WORK TASK: Reproduce the following passage about children whose parents have divorced, word for word and in full.

READING PASSAGE:
Five-year-old Max told me that his parents got divorced because his father doesn't like fish and his mother made fish for dinner. They got into a big fight and then got divorced. Nine-year-old Christina said how much she looked forward to her birthday every year - it was the only time her mother and father were in the same room at the same time. Thirteen-year-old Jason told how confused and disturbed he was when he excitedly showed his mother the hand-knit fisherman's sweater his father brought him from a trip to Ireland. His mother took one look at it and said, "How does he have money for a sweater like that when he hardly gives us enough to eat!" Then Jason didn't know if he could wear the sweater or would it upset his mother too much. Sixteen-year-old Samantha smiled happily when she said, "I suppose I'm lucky. My parents get along."
For many years, I've been working as a therapist with families that have gone through a divorce. It's everywhere, and divorce is so pervasive that we've come to sort of expect it. When you meet a young adult, you might ask, "Are your parents still together?" as if the fact that they might be is unusual, and it probably won't last.

DATASET EXTRACT:
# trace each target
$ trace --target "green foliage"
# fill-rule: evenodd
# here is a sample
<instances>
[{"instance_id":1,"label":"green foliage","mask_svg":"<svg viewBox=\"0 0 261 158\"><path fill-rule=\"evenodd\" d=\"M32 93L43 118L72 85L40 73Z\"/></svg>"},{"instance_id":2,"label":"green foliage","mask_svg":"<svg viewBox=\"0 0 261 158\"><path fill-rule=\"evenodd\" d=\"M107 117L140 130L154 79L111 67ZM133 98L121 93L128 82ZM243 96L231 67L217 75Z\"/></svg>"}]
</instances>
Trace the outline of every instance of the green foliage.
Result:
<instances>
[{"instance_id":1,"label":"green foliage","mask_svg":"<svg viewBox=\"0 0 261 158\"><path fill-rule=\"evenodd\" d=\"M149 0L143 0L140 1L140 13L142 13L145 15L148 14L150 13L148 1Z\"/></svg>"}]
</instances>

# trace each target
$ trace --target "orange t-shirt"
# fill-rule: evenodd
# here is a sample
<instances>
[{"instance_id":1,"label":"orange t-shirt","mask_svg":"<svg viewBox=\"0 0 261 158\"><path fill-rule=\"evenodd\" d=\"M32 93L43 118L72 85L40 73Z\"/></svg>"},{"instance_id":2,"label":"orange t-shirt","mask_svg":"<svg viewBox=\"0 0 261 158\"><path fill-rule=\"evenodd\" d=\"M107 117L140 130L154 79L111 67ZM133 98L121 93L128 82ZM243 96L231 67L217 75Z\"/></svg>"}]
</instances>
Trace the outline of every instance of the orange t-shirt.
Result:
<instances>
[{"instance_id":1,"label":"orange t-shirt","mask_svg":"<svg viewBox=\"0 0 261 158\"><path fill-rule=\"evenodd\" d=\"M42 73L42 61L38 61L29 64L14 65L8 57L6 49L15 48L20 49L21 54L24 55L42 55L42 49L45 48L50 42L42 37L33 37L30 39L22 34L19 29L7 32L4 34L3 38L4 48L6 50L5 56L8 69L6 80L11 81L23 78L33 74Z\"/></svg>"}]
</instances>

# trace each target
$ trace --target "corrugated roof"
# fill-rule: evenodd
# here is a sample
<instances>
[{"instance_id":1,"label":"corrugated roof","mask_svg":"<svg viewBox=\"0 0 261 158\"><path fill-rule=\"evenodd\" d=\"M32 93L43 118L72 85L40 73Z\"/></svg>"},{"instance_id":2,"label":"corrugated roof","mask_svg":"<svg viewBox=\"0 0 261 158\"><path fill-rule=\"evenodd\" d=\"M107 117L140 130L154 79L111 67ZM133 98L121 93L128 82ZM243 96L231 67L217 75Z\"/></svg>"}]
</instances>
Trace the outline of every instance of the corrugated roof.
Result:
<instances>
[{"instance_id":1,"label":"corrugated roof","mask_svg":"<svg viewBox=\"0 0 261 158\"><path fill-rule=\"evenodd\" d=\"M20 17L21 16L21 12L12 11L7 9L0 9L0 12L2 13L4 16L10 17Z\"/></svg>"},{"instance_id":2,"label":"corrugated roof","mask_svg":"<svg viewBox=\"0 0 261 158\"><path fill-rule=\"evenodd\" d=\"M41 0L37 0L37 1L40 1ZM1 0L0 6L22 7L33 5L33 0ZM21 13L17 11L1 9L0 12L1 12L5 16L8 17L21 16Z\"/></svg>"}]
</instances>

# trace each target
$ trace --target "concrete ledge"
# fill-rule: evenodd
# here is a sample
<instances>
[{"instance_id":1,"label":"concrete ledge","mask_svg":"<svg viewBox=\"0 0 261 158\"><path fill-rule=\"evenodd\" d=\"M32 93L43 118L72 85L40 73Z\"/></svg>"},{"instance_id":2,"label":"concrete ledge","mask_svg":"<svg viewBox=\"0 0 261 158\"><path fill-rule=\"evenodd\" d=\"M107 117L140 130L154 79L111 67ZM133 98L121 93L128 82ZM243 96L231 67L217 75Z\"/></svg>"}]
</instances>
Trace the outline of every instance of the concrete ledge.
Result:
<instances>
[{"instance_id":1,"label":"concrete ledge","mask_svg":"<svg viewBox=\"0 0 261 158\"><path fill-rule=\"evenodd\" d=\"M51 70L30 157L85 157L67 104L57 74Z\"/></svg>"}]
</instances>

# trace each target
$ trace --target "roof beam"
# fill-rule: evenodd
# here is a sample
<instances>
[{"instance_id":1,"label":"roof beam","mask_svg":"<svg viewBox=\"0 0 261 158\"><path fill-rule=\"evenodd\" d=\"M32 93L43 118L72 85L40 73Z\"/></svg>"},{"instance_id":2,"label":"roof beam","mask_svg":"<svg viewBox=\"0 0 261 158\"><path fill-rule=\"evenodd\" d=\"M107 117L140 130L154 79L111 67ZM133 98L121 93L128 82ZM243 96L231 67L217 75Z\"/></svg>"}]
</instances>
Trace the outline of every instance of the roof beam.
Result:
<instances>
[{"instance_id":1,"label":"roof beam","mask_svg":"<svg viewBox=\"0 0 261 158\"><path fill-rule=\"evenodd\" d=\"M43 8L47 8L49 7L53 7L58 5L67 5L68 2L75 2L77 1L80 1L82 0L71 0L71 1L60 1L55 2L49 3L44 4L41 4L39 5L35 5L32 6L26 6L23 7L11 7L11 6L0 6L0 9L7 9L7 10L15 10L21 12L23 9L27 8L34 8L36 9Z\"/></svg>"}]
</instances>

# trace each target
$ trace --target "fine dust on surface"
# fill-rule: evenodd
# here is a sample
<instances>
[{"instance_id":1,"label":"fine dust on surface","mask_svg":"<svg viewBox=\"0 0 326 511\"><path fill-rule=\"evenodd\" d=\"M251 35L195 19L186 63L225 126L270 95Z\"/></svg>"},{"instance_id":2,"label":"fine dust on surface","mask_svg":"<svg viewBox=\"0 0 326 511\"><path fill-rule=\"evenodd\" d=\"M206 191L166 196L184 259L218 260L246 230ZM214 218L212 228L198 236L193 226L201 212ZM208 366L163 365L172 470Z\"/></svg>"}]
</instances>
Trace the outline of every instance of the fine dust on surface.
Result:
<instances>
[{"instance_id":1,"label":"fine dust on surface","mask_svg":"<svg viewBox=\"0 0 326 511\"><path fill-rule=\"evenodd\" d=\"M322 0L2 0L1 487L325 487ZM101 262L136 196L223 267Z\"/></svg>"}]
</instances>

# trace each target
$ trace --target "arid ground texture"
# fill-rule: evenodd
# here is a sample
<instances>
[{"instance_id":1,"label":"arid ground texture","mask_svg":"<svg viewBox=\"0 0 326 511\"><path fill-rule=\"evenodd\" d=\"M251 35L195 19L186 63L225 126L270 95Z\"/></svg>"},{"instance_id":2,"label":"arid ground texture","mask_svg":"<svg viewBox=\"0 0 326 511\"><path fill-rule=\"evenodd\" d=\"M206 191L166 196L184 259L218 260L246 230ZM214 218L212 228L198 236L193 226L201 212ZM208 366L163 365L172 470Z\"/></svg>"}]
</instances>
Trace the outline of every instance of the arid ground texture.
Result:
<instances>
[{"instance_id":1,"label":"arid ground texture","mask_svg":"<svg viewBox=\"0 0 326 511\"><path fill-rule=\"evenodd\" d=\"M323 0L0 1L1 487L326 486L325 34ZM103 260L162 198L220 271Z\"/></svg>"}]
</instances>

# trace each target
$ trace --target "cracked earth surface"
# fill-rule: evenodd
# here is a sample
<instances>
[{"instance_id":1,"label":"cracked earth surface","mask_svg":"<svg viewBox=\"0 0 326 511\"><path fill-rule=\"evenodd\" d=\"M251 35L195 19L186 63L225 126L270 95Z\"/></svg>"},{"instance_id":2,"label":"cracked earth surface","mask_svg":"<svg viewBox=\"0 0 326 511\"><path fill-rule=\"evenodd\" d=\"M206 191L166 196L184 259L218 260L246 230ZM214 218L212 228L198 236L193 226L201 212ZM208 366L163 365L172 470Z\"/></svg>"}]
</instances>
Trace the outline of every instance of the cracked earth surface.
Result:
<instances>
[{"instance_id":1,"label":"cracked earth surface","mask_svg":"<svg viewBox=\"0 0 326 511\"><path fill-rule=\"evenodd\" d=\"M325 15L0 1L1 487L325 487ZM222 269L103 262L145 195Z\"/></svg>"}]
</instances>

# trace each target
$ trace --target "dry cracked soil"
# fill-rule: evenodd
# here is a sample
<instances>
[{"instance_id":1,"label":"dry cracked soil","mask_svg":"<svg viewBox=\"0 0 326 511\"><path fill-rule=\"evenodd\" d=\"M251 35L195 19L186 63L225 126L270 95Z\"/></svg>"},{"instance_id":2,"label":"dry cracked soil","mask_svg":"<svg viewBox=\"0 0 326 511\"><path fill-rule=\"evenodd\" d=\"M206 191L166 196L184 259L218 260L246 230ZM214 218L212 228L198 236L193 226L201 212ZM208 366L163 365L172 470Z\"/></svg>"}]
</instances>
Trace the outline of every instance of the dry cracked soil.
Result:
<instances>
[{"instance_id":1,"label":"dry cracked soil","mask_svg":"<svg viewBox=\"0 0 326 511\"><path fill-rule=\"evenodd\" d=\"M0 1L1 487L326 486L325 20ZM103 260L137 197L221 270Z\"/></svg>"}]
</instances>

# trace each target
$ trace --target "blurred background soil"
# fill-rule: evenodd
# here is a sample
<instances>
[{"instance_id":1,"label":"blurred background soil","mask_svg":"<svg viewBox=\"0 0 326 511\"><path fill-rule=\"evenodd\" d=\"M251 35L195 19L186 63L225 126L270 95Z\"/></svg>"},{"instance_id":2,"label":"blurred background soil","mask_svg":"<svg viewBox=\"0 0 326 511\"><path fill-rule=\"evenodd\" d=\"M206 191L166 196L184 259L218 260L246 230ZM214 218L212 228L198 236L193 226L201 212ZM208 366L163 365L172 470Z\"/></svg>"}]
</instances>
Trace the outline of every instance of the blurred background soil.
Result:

SOLUTION:
Five-year-old Max told me that his parents got divorced because his father doesn't like fish and his mother made fish for dinner. They got into a big fight and then got divorced. Nine-year-old Christina said how much she looked forward to her birthday every year - it was the only time her mother and father were in the same room at the same time. Thirteen-year-old Jason told how confused and disturbed he was when he excitedly showed his mother the hand-knit fisherman's sweater his father brought him from a trip to Ireland. His mother took one look at it and said, "How does he have money for a sweater like that when he hardly gives us enough to eat!" Then Jason didn't know if he could wear the sweater or would it upset his mother too much. Sixteen-year-old Samantha smiled happily when she said, "I suppose I'm lucky. My parents get along."
For many years, I've been working as a therapist with families that have gone through a divorce. It's everywhere, and divorce is so pervasive that we've come to sort of expect it. When you meet a young adult, you might ask, "Are your parents still together?" as if the fact that they might be is unusual, and it probably won't last.